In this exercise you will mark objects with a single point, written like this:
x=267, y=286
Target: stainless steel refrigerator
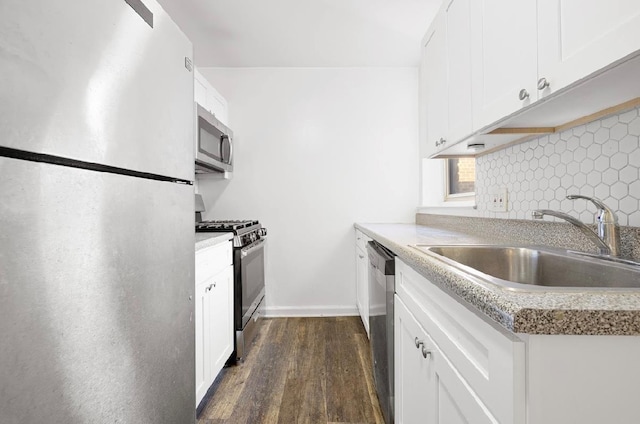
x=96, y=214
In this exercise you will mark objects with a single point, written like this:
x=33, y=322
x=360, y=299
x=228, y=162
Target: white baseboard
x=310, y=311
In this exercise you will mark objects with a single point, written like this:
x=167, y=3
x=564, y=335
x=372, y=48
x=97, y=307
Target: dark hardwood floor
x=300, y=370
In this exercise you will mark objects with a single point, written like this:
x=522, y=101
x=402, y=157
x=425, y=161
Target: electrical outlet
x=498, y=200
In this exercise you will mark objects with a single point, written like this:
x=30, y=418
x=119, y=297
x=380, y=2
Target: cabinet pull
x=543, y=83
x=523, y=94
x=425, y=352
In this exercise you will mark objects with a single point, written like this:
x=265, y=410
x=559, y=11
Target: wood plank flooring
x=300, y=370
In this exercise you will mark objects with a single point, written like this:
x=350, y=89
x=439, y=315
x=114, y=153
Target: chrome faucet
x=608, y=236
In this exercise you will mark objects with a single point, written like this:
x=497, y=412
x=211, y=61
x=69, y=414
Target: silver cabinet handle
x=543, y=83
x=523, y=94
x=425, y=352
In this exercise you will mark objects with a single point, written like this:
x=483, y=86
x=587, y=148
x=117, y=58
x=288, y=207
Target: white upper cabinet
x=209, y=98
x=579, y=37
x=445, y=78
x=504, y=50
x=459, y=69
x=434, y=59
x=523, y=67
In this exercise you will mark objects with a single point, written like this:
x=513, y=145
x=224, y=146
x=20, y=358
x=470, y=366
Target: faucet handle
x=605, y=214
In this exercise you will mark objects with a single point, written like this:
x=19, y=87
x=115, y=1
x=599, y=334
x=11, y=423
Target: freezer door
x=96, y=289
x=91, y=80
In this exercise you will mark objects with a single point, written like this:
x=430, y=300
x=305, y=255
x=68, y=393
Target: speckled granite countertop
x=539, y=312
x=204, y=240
####
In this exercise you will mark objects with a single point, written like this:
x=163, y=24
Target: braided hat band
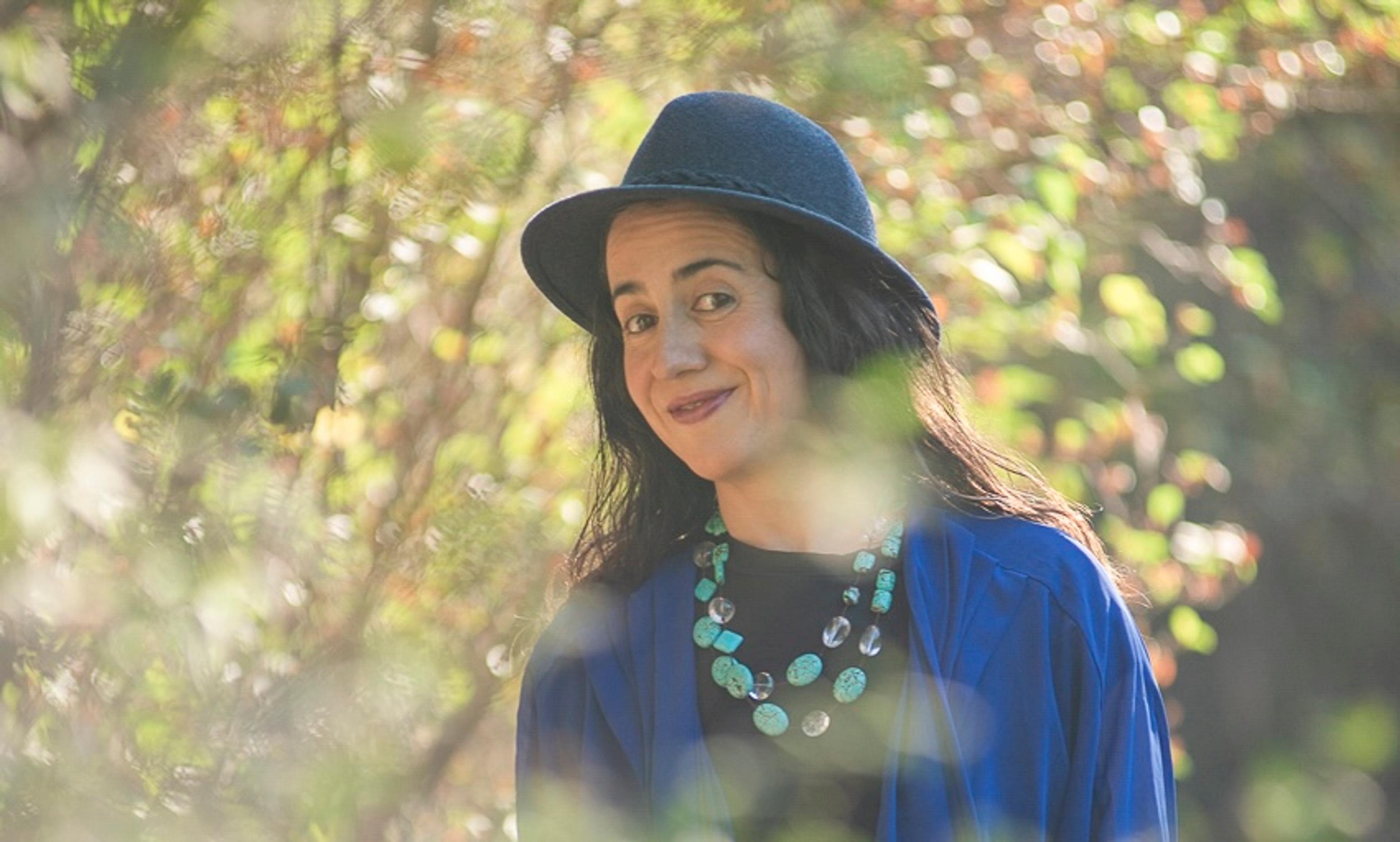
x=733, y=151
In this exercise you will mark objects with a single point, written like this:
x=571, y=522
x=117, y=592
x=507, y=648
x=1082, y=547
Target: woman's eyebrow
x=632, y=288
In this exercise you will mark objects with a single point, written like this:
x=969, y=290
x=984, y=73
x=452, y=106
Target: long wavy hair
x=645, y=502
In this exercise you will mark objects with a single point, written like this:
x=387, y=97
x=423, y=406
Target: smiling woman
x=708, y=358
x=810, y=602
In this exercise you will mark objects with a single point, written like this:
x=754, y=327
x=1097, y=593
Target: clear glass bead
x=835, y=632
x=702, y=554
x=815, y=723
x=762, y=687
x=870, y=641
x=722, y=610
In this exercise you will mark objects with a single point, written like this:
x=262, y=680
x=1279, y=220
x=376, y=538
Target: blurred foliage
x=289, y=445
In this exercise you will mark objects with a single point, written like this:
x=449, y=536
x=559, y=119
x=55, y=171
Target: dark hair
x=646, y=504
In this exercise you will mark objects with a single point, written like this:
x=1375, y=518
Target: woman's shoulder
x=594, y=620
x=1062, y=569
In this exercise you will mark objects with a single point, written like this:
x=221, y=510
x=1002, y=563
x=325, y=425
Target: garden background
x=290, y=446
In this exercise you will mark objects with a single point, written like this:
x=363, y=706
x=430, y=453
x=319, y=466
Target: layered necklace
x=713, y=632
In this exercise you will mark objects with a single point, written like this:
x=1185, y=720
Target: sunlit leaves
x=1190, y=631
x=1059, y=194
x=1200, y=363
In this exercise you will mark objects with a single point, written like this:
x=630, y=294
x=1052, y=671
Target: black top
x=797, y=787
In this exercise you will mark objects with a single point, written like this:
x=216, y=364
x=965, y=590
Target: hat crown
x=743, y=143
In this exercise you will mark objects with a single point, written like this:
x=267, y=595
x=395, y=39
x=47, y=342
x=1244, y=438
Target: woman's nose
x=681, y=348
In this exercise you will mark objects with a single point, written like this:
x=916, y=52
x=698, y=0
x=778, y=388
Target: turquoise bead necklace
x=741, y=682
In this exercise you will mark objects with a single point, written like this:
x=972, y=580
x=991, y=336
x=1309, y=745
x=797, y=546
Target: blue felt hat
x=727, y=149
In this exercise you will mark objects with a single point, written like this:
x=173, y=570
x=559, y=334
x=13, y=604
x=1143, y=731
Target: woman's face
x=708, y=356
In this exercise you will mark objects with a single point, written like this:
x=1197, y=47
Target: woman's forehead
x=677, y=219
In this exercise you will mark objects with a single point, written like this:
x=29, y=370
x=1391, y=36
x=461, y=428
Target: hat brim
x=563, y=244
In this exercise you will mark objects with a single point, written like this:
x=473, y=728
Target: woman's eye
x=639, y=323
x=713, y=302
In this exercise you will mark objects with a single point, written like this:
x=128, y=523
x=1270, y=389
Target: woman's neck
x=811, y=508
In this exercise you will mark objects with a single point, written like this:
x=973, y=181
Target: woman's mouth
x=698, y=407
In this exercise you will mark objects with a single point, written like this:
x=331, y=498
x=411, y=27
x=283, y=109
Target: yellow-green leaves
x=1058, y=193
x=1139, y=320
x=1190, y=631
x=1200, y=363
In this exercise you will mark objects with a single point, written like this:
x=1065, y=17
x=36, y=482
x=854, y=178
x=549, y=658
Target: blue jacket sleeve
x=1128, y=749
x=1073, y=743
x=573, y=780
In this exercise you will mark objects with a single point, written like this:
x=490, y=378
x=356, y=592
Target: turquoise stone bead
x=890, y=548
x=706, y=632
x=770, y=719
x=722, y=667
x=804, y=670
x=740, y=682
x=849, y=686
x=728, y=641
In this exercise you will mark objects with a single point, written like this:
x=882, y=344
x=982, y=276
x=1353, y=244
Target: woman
####
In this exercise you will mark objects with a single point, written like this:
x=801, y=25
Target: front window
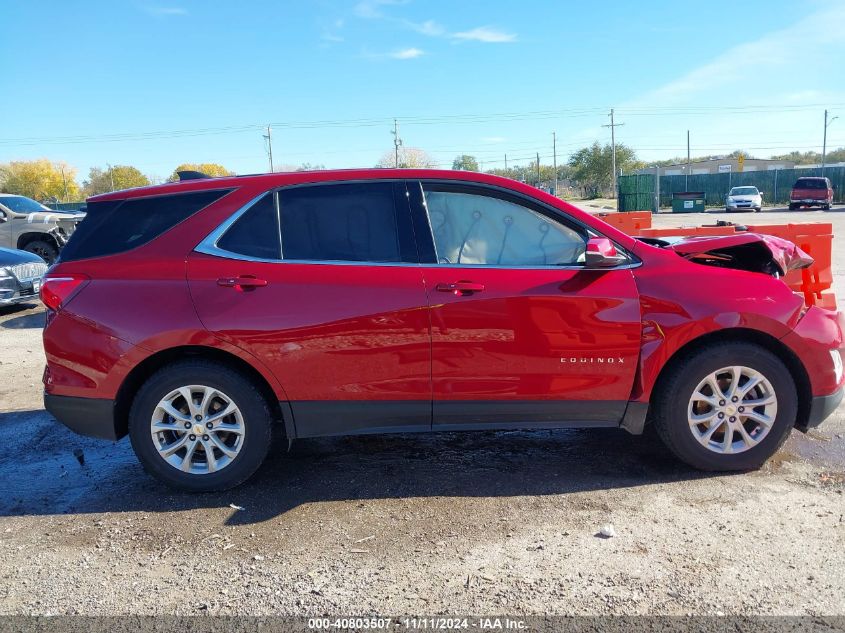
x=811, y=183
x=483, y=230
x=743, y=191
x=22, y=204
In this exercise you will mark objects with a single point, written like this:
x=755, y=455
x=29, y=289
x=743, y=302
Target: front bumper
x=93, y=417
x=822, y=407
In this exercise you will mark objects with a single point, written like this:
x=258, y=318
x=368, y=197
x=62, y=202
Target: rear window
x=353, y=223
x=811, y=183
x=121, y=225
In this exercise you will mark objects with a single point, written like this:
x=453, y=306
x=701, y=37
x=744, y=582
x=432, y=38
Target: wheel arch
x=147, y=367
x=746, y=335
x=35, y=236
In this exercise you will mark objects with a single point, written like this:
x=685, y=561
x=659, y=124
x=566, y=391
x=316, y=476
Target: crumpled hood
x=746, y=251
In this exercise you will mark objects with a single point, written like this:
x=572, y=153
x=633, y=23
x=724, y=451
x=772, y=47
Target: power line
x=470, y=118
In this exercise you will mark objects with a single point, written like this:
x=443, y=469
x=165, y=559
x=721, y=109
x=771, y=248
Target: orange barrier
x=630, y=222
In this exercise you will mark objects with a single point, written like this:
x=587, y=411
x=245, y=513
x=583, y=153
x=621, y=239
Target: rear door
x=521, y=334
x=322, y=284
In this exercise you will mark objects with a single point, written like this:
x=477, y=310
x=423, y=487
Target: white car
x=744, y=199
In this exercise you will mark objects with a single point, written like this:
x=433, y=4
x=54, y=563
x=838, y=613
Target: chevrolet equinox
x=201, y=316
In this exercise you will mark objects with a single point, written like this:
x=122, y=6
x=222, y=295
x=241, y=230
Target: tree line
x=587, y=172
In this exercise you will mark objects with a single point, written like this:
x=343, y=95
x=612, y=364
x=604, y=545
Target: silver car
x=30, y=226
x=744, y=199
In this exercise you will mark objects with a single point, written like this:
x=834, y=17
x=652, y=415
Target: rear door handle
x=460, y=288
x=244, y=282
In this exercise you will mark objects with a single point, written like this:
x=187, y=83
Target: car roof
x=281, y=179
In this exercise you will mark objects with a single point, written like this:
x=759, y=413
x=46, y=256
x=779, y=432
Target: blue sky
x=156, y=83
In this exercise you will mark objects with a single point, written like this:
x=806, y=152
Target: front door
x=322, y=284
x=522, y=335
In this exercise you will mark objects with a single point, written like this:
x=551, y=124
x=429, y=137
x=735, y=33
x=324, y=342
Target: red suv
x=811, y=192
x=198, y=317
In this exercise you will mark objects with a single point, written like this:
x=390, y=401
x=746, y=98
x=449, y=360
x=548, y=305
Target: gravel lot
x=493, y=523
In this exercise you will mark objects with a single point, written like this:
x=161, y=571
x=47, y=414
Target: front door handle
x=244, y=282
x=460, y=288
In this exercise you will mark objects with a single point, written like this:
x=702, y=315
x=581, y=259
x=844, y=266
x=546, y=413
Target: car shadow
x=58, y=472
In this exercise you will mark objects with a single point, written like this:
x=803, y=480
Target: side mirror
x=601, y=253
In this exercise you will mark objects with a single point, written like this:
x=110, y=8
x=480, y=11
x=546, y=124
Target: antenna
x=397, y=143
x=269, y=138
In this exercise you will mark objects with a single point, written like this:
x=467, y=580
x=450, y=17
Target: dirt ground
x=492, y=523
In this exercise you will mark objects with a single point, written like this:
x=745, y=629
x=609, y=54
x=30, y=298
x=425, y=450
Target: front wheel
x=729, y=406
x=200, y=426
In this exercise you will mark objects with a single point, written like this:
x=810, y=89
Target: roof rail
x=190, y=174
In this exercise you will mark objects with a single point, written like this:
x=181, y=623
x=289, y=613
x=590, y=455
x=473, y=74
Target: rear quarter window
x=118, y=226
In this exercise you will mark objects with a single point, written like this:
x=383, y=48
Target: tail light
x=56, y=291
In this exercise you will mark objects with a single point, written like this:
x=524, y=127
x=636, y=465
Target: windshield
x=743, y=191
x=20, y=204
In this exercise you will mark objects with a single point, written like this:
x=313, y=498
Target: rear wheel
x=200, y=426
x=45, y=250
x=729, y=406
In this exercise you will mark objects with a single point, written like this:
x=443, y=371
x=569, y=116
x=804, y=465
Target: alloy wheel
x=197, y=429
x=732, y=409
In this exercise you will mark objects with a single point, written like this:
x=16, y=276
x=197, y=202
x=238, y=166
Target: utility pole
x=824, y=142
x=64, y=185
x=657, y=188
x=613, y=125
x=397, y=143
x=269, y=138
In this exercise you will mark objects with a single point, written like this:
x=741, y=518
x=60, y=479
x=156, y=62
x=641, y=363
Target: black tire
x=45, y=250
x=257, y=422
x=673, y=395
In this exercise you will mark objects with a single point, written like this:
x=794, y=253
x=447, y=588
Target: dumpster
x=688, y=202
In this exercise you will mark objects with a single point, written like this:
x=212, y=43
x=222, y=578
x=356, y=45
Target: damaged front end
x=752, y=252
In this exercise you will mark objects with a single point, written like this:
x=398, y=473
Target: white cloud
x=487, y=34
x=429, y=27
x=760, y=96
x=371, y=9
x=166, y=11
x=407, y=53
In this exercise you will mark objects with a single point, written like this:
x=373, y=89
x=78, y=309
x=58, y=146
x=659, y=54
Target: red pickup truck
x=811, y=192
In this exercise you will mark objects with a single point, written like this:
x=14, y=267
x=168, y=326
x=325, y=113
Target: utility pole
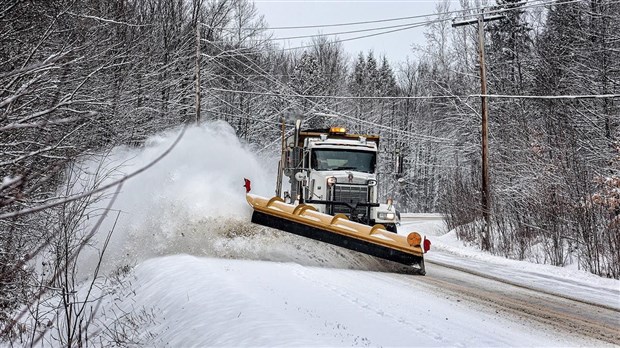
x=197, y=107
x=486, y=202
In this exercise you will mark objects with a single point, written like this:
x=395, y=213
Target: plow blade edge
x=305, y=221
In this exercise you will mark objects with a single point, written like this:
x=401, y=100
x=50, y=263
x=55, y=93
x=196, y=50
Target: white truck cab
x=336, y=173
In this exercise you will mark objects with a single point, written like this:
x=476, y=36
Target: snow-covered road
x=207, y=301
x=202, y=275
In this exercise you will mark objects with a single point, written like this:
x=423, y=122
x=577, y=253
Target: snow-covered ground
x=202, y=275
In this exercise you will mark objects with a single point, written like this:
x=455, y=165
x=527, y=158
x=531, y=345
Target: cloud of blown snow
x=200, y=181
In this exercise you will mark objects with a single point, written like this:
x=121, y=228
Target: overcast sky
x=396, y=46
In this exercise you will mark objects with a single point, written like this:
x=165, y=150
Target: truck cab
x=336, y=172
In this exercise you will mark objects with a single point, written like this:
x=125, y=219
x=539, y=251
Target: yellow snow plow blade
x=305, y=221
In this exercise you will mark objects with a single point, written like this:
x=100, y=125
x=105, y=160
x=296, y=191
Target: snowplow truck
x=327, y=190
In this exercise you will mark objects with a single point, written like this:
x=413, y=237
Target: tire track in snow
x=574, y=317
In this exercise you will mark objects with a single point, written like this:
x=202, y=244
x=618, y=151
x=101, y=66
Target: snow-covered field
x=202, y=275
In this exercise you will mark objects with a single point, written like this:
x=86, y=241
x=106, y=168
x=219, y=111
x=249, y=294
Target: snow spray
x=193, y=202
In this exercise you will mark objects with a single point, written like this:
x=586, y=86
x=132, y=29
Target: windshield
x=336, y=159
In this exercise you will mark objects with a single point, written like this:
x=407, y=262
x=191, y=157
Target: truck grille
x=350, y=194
####
> _EXERCISE DETAILS_:
Using only the entries above, output the line with "x=652, y=415", the line with "x=546, y=413", and all lines between them, exactly as they stand.

> _ANSWER AREA_:
x=652, y=415
Target: rear door handle
x=460, y=288
x=244, y=282
In this exercise you will mark objects with a single point, written like this:
x=187, y=83
Target: car roof
x=281, y=179
In this exercise you will mark objects with a single point, written like this:
x=759, y=413
x=46, y=256
x=779, y=432
Target: blue sky
x=156, y=83
In this exercise you will mark objects with a single point, written like this:
x=806, y=152
Target: front door
x=322, y=284
x=522, y=335
In this exercise you will mark objects with a single point, written like this:
x=551, y=124
x=429, y=137
x=735, y=33
x=324, y=342
Target: red suv
x=811, y=192
x=198, y=317
In this exercise you will mark objects with a single point, written like this:
x=390, y=401
x=746, y=98
x=449, y=360
x=548, y=305
Target: gravel lot
x=493, y=523
In this exercise you will mark objects with a single point, written like this:
x=161, y=571
x=47, y=414
Target: front door handle
x=244, y=282
x=460, y=288
In this exercise you will mark objects with a single point, written like this:
x=702, y=315
x=581, y=259
x=844, y=266
x=546, y=413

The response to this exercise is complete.